Tarea 1
Por favor, reproduce sin cambios todo el pasaje de la sección del documento que va desde "Así tituló Joseph" hasta "de esos ingresos.".
Tarea 2
Según la Red de Justicia Fiscal citada en la sección del documento, ¿qué porcentaje recibiría América latina?
───── Sección del documento
Así tituló Joseph Stiglitz un artículo dedicado al tema. Si bien aprobó la iniciativa, la calificó como “insuficiente”. Al igual que la Red de justicia Fiscal, el premio Nobel advierte que la tasa promedio actual es considerablemente más alta que el 15 por ciento acordado, señala como probable que el mínimo global se convierta en un máximo y estima que la recaudación será mucho más baja que los 250 mil millones anuales que no pagan las multinacionales. Advierte también que los países en desarrollo y emergentes recibirán una muy pequeña fracción de esos ingresos.
En otras palabras: lo aprobado conllevaría a una nueva transferencia de recursos desde los países donde se genera el valor hacia los países más ricos – las sedes de las multinacionales -, empeorando todavía más las inequidades. Según la Red de Justicia Fiscal, el 60 por ciento iría a los miembros del G7 – Estados Unidos (31%), Reino Unido (4%), Alemania (7%), Francia (5%), Italia (2%), Canadá (2%) y Japón (11%) – y el 12 por ciento a China. América latina recibiría apenas el 3 por ciento: unos 8 mil 700 millones. Un aumento promedio del 4,5 por ciento por impuestos a las empresas.
──────────
───── Material proporcionado
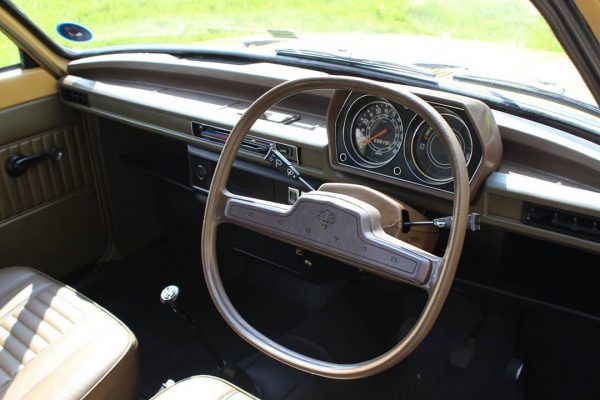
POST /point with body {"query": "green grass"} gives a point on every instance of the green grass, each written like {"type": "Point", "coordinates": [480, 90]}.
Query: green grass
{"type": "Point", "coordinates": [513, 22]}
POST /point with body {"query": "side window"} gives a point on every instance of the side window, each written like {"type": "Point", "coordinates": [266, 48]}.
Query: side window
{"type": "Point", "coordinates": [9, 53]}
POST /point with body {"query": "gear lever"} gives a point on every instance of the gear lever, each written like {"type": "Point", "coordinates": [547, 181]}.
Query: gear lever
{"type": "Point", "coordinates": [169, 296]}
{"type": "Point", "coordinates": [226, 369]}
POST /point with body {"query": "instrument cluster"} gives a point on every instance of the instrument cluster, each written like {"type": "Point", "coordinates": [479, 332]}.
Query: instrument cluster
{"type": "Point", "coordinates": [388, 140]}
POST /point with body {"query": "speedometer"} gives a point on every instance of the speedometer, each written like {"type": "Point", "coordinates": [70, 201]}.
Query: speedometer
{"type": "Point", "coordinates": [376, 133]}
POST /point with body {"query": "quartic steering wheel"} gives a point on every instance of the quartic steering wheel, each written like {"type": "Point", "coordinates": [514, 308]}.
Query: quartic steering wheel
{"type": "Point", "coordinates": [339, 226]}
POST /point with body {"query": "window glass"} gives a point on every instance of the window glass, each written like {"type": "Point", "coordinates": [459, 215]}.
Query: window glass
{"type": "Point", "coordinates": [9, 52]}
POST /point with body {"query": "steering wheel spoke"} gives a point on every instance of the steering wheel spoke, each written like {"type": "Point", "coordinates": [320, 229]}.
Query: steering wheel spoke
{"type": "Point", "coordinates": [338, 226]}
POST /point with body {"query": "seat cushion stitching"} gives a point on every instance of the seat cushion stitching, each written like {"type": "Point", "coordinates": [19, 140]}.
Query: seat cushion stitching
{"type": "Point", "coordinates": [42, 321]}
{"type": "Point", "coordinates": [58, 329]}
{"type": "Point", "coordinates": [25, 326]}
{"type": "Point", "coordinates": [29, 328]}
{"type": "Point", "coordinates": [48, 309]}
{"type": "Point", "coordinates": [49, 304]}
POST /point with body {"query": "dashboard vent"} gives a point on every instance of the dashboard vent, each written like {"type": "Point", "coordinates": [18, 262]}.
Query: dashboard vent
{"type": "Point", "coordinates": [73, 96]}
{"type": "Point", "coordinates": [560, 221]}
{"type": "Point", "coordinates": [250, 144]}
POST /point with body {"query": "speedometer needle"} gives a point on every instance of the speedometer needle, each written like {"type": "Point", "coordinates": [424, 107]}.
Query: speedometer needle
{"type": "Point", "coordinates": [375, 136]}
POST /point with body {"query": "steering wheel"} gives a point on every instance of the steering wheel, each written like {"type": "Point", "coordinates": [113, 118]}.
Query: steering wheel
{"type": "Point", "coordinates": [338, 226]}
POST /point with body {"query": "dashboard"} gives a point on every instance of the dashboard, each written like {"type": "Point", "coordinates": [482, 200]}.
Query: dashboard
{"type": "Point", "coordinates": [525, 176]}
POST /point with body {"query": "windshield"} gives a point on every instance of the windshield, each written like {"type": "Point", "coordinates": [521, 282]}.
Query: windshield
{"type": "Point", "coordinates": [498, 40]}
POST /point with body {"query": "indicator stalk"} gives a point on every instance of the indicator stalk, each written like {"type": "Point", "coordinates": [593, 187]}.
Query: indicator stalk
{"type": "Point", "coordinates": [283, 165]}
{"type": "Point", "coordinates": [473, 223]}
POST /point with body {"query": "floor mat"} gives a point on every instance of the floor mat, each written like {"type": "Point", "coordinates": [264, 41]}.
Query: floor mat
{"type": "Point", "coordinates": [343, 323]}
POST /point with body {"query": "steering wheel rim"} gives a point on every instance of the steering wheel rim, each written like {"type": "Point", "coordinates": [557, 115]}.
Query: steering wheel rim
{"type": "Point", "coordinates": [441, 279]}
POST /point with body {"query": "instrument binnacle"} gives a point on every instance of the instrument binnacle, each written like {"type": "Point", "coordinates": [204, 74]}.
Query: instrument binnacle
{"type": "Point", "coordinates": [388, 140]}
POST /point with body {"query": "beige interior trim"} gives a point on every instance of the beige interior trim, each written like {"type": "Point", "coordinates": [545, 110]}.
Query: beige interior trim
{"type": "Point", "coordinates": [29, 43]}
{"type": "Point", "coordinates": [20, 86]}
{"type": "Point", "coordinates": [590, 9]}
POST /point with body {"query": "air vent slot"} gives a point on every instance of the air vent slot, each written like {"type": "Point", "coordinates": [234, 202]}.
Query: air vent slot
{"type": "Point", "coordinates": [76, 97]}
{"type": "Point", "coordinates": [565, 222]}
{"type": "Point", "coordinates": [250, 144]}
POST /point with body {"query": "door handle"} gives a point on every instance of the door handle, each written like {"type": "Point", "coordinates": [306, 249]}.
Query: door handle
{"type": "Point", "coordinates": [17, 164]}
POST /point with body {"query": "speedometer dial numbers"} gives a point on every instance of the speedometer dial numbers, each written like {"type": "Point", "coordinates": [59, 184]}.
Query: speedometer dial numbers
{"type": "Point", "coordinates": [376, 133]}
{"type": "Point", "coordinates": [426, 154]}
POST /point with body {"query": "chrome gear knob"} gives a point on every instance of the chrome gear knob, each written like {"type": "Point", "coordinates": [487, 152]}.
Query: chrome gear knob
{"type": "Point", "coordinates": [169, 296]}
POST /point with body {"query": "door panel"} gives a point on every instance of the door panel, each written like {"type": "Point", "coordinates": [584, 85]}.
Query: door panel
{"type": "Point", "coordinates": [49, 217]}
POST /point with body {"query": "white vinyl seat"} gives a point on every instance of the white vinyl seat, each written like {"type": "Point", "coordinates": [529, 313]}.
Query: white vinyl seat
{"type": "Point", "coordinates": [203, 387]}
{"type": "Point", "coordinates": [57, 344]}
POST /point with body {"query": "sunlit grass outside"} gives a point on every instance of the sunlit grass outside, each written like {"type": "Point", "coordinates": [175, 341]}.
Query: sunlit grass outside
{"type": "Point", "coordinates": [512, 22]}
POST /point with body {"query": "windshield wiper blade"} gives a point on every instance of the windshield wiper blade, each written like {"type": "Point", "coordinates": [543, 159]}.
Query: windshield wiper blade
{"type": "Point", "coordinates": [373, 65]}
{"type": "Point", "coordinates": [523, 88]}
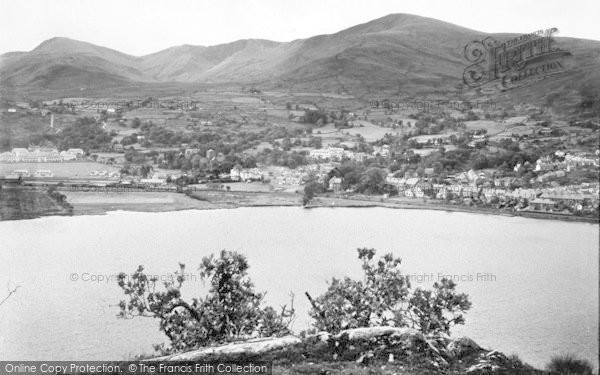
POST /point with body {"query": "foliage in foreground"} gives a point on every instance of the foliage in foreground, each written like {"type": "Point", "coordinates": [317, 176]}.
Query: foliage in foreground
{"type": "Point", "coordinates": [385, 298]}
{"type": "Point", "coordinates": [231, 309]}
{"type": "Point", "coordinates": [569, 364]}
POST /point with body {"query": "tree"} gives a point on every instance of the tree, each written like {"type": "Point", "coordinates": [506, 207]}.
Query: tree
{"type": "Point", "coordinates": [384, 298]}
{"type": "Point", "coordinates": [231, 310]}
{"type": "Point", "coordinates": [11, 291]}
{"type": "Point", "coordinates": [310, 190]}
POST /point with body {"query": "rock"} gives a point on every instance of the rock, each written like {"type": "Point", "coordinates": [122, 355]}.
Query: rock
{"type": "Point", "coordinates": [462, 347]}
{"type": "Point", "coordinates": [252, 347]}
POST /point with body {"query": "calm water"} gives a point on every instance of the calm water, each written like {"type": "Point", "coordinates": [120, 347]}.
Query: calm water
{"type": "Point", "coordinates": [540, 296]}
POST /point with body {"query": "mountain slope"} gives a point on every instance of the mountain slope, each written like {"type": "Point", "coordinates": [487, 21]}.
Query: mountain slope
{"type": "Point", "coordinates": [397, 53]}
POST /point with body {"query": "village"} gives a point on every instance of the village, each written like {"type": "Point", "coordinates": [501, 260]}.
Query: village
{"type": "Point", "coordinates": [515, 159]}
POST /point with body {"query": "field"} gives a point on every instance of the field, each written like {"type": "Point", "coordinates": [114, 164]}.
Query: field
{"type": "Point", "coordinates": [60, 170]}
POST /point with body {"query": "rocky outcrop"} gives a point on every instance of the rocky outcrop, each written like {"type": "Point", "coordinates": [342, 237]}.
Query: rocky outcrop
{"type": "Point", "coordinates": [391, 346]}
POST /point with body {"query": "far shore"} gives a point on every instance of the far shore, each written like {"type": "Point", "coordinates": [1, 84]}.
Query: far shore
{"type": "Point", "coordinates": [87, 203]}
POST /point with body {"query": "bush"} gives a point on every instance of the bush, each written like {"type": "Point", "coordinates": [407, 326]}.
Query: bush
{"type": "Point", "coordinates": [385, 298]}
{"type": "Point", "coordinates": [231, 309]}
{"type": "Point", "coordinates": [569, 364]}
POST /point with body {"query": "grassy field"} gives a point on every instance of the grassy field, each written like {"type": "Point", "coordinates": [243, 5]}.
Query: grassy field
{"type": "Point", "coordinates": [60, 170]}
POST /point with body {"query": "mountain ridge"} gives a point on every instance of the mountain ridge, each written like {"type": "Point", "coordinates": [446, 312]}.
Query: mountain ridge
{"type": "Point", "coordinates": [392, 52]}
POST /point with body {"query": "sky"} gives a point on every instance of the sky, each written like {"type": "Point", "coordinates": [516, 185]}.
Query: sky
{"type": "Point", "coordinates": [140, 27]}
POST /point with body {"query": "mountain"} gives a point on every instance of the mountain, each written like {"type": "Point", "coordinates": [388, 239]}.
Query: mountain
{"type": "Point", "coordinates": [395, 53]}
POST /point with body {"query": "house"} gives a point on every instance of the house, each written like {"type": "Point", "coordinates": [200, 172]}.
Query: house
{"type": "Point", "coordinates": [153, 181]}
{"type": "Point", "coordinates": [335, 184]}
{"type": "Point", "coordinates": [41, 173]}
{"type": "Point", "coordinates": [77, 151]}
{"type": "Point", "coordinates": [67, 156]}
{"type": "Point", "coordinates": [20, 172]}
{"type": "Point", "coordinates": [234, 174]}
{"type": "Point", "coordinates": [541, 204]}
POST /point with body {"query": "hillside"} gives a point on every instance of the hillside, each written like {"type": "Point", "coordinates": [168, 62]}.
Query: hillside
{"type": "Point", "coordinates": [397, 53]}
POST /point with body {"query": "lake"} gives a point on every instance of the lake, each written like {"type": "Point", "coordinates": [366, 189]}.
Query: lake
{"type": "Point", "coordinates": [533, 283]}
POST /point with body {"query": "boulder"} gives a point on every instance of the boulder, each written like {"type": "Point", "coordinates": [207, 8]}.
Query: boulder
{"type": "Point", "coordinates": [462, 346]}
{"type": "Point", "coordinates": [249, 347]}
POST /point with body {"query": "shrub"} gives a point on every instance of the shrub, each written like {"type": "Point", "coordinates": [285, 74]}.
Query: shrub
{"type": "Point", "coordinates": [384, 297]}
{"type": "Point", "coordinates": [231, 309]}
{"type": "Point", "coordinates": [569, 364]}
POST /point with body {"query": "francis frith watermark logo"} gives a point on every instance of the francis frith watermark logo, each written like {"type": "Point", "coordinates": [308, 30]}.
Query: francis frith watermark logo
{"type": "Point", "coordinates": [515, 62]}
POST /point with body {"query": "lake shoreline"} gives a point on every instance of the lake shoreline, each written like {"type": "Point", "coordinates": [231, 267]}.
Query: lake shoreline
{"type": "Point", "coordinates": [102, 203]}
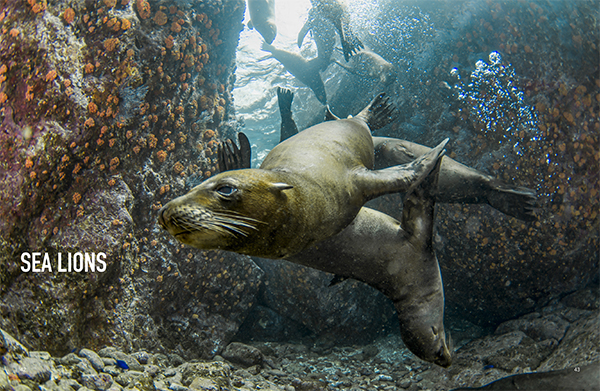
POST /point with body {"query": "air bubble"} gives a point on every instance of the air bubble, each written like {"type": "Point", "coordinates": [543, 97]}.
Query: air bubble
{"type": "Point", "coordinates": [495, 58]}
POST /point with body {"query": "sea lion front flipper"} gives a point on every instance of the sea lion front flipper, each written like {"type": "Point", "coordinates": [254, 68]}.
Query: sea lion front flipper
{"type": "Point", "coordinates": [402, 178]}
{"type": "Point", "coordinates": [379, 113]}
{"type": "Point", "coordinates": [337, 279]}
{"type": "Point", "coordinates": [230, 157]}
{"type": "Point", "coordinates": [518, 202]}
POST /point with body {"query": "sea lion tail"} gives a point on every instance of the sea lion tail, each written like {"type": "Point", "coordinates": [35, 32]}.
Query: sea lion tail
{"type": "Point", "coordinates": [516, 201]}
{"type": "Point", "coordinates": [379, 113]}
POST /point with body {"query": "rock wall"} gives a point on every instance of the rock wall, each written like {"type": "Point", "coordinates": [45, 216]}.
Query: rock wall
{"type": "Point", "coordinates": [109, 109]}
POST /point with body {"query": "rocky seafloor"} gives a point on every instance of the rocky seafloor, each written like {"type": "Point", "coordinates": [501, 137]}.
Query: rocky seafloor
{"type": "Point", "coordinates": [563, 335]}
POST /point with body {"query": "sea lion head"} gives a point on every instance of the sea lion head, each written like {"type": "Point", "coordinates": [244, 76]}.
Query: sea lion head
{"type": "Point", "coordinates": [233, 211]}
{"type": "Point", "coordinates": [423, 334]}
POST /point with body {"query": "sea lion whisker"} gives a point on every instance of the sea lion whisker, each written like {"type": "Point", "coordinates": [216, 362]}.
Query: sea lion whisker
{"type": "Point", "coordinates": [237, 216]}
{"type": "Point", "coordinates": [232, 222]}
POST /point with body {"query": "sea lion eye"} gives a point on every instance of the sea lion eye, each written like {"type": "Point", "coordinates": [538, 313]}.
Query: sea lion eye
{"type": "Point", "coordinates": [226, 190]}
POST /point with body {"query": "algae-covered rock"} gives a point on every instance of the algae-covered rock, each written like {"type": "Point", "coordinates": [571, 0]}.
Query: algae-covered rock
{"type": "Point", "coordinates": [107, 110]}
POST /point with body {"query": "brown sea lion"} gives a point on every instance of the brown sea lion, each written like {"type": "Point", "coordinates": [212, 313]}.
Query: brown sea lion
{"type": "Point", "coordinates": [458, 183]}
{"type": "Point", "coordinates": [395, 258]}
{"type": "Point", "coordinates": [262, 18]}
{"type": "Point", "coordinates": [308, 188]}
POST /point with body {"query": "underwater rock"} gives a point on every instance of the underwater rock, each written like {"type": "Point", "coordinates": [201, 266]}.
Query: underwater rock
──────────
Solución escrita 1
Así tituló Joseph Stiglitz un artículo dedicado al tema. Si bien aprobó la iniciativa, la calificó como “insuficiente”. Al igual que la Red de justicia Fiscal, el premio Nobel advierte que la tasa promedio actual es considerablemente más alta que el 15 por ciento acordado, señala como probable que el mínimo global se convierta en un máximo y estima que la recaudación será mucho más baja que los 250 mil millones anuales que no pagan las multinacionales. Advierte también que los países en desarrollo y emergentes recibirán una muy pequeña fracción de esos ingresos.

Solución escrita 2
Apenas el 3 por ciento, unos 8 mil 700 millones.